WHAT TO WORK ON:
Pick out every line below that contains the word "container", and copy each one in full. Case counts.

PROVIDED DATA:
****************

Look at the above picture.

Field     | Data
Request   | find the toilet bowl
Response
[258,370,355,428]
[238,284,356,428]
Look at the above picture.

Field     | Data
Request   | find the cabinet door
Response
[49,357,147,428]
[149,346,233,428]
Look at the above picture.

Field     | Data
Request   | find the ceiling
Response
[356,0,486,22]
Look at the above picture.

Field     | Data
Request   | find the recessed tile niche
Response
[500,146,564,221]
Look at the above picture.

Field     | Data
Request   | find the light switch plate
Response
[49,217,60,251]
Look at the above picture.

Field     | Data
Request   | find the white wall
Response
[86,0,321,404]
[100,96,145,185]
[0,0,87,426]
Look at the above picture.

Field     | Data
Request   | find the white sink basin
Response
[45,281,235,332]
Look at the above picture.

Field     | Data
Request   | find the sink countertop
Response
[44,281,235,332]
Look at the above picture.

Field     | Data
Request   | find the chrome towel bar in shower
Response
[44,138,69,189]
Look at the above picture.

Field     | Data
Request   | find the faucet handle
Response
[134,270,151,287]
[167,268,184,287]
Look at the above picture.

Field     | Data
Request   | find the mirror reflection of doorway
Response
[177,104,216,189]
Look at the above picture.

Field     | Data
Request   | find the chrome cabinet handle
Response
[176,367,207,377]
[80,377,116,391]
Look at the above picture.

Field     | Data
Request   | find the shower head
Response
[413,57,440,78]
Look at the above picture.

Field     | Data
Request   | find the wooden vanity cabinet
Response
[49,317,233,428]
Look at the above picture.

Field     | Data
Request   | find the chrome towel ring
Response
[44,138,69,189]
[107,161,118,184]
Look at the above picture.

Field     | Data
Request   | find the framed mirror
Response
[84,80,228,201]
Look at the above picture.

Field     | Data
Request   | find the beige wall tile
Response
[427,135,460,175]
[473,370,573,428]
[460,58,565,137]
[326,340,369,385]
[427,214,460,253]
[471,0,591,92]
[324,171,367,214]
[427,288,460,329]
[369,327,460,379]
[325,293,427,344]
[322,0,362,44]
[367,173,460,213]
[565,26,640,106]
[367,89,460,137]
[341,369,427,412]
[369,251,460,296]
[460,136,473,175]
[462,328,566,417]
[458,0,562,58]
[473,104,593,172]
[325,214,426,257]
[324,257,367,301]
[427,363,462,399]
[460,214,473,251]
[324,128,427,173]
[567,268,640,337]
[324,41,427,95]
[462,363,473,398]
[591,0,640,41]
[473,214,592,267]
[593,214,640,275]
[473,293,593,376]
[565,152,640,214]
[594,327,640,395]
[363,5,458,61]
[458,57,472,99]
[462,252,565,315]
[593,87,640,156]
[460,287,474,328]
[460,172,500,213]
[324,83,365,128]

****************

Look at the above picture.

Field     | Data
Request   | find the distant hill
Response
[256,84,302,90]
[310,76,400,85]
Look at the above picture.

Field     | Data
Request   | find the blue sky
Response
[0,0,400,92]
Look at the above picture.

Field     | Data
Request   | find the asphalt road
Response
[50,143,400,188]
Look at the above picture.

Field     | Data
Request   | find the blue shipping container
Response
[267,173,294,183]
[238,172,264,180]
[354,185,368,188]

****************

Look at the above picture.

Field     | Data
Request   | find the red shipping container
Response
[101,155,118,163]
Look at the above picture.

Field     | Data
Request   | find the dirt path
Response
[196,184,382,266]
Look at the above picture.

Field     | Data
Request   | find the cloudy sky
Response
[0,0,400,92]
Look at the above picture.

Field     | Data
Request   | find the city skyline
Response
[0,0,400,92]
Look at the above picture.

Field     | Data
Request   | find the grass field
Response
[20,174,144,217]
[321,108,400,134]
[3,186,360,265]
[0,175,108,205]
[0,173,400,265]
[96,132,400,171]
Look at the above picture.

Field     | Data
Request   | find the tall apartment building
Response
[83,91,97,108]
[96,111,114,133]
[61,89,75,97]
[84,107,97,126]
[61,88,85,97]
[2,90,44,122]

****************

THE REPLY:
Request   | find the blue shipping container
Request   | find the red shipping container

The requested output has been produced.